Extract provided |
========================================================================

Very mysterious. One would expect life expectancy to keep rising over time with medical advances.
Could it be that medical treatment of the majority of Americans is declining?
Or maybe lead poisoning has become a significant factor.
What about the Donald Trump effect?
http://www.usatoday.com/story/news/nation/2016/12/08/has-us-life-expectancy-maxe... Quote:If only the good die young, Americans are getting better.
U.S. life expectancy dipped by about a month last year from 2014, to 78.8 years, according to a report form the National Center for Health Statistics. And our life expectancy is little changed over four years, which means a trend could be in the works.
“With four years, you’re starting to see some indication of something a little more ominous,” S. Jay Olshansky, a University of Illinois-Chicago public health researcher, told the Associated Press.
Gender matters: For males, life expectancy fell to 76.3 years from 76.5 years. For women, life expectancy decreased to 81.2, about 0.1 year from 2014.
The culprits for our declining years were increases in mortality from heart disease, chronic lower respiratory diseases, unintentional injuries, stroke, Alzheimer’s disease, diabetes, kidney disease, and suicide. Not surprisingly, that group plus cancer and Alzehimer's disease make up the top 10 causes of U.S. deaths.

========================================================================

What to work on |
**a)** Reproduce the passage of the post on U.S. life expectancy from "Could it be" to "the Associated Press.", word for word.
**b)** List every cause of death that the post on U.S. life expectancy says showed increased mortality.
**c)** Write what comes next in the post on U.S. life expectancy, picking up after its final sentence.

[Records drawn from a dataset]
========================================================================

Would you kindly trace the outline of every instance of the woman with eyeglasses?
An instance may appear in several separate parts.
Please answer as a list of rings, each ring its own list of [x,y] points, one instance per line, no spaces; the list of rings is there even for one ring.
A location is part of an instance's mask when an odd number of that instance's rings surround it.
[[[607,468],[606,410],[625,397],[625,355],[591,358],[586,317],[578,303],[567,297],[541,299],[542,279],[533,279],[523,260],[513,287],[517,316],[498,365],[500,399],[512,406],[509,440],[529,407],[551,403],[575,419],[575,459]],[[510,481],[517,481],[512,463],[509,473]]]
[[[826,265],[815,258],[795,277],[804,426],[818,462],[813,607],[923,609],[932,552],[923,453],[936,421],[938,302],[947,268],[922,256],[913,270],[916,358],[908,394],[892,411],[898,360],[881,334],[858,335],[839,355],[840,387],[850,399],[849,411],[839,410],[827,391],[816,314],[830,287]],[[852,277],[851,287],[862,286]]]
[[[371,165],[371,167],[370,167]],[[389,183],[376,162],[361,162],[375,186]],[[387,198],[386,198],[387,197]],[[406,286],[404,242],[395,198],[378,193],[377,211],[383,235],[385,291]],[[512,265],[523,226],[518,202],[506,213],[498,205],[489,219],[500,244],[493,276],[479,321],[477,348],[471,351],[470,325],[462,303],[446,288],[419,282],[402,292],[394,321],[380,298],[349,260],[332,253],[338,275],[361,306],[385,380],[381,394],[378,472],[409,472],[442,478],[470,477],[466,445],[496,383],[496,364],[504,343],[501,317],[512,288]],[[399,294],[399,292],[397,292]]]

========================================================================

Responses in order |
**a)**
Could it be that medical treatment of the majority of Americans is declining?
Or maybe lead poisoning has become a significant factor.
What about the Donald Trump effect?
http://www.usatoday.com/story/news/nation/2016/12/08/has-us-life-expectancy-maxe... Quote:If only the good die young, Americans are getting better.
U.S. life expectancy dipped by about a month last year from 2014, to 78.8 years, according to a report form the National Center for Health Statistics. And our life expectancy is little changed over four years, which means a trend could be in the works.
“With four years, you’re starting to see some indication of something a little more ominous,” S. Jay Olshansky, a University of Illinois-Chicago public health researcher, told the Associated Press.

**b)** heart disease, chronic lower respiratory diseases, unintentional injuries, stroke, Alzheimer’s disease, diabetes, kidney disease, suicide

**c)**
In most of the years since World War II, life expectancy in the U.S. has inched up, thanks to medical advances, public health campaigns and better nutrition and education.
But last year it slipped, rare for a year that did not include a major disease outbreak. Other one-year declines occurred in 1993, when the nation was in the throes of the AIDS epidemic, and 1980, the result of an especially nasty flu season.
The latest numbers technically mean that someone born in 2015 is expected to live an average of 78.8 years. Those who turned 65 in 2015 had brighter prospects, expected to live an average of another 19.4 years.
And, big picture, the news isn't all bad. Babies born in 2015 are expected to live about two years longer than babies born in 2000 were expected to live. And more than 10 years longer than your life expectancy if you joined the world in 1950.
The United States ranks below dozens of other high-income countries in life expectancy, according to the World Bank. It is highest in Japan, at nearly 84 years.
For the record, the federal report is based primarily on 2015 death certificates. There were more than 2.7 million deaths, or about 86,000 more than the previous year. The increase in raw numbers partly reflects the nation’s growing and aging population.